■ STATED GOAL: Show each line of the listing below that contains the word "floor", copying every such line in full.

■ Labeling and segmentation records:
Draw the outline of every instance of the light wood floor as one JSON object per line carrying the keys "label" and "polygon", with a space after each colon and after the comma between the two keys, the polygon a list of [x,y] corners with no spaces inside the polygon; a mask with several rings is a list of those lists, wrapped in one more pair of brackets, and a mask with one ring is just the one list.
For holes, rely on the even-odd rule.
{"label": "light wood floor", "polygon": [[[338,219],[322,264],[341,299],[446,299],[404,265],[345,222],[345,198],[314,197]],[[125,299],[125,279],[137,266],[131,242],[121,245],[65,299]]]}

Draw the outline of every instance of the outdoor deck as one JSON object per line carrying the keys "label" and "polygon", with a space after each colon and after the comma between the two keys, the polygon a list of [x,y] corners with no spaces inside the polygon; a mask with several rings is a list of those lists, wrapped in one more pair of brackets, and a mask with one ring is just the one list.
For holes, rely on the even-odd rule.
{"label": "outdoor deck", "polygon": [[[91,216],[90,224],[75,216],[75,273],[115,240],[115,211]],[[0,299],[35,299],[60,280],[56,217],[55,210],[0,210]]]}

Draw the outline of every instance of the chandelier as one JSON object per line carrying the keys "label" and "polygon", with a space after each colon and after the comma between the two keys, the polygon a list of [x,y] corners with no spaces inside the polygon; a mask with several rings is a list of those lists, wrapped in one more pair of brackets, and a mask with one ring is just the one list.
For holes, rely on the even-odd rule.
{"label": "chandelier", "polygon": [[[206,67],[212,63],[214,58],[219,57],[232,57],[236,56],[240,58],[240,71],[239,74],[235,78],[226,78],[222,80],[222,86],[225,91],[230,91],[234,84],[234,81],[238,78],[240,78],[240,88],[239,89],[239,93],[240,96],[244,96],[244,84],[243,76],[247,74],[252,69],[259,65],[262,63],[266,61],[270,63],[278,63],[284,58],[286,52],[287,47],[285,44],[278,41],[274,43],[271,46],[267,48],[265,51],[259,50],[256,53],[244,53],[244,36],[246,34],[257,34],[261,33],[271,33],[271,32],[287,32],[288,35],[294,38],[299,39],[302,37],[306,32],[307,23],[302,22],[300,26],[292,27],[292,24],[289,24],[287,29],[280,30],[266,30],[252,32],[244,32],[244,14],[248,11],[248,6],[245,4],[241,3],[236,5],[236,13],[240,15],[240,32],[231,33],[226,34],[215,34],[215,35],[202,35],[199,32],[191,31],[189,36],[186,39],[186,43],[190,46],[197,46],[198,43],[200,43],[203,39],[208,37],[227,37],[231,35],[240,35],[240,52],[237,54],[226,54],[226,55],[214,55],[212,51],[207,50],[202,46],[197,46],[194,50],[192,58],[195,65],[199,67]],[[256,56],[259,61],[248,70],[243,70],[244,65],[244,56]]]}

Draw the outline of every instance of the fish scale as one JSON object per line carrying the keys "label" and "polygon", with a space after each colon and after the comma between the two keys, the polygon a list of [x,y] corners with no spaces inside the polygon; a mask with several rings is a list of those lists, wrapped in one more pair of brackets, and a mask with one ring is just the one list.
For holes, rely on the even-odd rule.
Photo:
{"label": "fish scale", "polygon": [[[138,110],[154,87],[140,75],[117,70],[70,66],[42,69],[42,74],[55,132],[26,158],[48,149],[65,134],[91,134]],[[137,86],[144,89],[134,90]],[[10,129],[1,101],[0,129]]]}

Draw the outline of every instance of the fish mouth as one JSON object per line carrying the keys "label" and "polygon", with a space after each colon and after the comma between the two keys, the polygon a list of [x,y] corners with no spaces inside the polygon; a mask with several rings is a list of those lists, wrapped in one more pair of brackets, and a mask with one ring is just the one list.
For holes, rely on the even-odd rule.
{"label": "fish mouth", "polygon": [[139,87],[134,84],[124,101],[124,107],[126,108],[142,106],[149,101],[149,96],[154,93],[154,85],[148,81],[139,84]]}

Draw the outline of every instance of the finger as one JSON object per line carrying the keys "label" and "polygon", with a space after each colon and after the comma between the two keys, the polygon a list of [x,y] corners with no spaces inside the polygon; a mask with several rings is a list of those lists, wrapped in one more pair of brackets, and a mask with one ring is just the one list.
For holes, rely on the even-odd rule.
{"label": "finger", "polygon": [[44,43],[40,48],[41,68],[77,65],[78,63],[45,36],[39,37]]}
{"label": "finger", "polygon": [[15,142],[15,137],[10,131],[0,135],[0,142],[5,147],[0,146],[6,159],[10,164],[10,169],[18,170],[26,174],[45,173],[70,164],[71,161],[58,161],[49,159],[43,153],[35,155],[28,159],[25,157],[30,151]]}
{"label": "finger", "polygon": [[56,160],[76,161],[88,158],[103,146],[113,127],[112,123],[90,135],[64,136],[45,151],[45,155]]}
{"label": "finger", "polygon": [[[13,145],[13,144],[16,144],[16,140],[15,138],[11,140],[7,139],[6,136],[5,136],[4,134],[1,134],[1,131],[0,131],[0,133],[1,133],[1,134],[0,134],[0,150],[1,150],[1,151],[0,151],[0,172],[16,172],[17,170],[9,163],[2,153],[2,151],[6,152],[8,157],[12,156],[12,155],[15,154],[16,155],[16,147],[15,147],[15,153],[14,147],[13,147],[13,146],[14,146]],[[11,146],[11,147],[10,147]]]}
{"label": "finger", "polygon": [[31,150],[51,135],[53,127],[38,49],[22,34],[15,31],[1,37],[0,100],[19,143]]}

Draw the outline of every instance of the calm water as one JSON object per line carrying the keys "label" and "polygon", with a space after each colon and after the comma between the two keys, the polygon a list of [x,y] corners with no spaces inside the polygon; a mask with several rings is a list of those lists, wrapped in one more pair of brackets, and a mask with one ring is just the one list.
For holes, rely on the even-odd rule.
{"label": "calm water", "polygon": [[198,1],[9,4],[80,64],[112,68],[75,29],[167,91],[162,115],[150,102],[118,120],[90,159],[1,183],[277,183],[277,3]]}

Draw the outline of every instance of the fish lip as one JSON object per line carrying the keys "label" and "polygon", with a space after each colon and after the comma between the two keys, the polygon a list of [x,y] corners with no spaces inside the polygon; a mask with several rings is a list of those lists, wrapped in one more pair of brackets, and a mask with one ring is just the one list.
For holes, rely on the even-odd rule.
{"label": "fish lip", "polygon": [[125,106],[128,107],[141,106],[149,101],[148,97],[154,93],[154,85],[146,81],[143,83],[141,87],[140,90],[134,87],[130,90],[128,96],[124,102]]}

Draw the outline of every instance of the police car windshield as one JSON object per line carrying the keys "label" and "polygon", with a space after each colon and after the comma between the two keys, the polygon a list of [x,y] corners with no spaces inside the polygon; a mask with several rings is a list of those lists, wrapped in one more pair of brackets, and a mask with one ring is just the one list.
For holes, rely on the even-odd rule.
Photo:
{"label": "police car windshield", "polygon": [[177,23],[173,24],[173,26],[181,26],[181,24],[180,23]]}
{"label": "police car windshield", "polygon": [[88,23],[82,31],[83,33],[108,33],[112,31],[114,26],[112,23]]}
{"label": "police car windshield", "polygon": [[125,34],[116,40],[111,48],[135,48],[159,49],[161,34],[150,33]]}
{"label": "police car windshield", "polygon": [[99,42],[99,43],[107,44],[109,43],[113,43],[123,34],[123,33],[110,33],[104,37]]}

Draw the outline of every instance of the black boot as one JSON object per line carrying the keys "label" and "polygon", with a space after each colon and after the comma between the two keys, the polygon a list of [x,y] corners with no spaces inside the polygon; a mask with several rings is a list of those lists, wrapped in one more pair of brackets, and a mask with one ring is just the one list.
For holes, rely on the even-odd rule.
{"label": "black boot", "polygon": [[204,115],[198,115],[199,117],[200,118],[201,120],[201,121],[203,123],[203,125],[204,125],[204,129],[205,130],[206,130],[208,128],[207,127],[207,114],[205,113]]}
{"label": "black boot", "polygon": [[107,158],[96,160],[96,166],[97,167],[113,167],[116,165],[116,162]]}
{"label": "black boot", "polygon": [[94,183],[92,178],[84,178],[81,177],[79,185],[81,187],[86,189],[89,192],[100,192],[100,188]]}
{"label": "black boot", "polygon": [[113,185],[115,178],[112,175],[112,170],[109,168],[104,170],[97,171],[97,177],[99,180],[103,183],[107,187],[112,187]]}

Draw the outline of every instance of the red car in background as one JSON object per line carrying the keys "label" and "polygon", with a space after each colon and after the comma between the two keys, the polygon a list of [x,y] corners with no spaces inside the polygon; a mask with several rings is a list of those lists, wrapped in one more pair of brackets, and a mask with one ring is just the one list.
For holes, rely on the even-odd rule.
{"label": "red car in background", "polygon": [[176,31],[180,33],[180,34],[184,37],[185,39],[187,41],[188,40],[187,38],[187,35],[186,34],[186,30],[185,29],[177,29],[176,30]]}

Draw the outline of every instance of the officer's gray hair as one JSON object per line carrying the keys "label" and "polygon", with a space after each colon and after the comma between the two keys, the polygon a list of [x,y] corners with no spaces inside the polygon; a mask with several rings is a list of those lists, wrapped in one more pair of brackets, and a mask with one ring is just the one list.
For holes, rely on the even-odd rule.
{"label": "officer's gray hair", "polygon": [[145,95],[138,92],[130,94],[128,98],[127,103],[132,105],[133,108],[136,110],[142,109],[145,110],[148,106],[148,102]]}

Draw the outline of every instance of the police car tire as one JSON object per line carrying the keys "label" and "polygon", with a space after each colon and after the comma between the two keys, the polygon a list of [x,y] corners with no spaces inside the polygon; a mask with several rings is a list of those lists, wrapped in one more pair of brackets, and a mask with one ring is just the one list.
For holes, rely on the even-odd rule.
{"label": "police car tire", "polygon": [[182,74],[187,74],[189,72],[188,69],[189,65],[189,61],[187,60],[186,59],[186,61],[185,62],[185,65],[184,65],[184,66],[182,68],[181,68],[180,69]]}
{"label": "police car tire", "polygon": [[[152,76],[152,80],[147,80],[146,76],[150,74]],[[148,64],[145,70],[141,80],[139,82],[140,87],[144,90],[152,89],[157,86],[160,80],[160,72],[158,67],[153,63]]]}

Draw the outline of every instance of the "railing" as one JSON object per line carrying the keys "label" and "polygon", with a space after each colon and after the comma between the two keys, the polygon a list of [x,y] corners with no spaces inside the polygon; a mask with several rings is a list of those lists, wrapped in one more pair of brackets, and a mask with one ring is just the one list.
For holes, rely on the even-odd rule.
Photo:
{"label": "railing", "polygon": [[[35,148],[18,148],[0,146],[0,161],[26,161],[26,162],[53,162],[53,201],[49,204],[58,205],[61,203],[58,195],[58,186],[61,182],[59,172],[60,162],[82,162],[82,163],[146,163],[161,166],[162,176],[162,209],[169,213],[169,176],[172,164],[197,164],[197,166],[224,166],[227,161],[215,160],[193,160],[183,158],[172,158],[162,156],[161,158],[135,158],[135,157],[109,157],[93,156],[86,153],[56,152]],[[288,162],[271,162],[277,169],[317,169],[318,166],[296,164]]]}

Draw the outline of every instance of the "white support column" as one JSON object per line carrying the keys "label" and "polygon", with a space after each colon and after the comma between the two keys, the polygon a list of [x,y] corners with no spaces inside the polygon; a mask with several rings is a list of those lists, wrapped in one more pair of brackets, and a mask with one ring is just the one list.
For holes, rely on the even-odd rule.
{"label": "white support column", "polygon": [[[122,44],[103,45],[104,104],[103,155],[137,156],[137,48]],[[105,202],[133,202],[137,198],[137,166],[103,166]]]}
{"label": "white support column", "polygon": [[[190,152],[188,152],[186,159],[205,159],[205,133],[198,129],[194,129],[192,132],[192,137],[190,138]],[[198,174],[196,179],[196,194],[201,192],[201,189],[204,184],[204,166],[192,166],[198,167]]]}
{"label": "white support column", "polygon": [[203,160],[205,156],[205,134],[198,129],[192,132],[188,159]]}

■ THE SOLUTION:
Draw the outline of every instance of the light wood floor as one JSON object per line carrying the keys "label" and "polygon", with a space after each colon and after the comma between the two keys, the polygon a list of [x,y] corners with no spaces inside the polygon; a mask with several rings is a list of those lists, wrapped in one more pair of brackets, and a mask with one ring is just the one list.
{"label": "light wood floor", "polygon": [[[338,219],[322,264],[341,299],[446,299],[404,265],[345,222],[345,198],[314,197]],[[125,299],[125,279],[137,266],[131,242],[121,245],[65,299]]]}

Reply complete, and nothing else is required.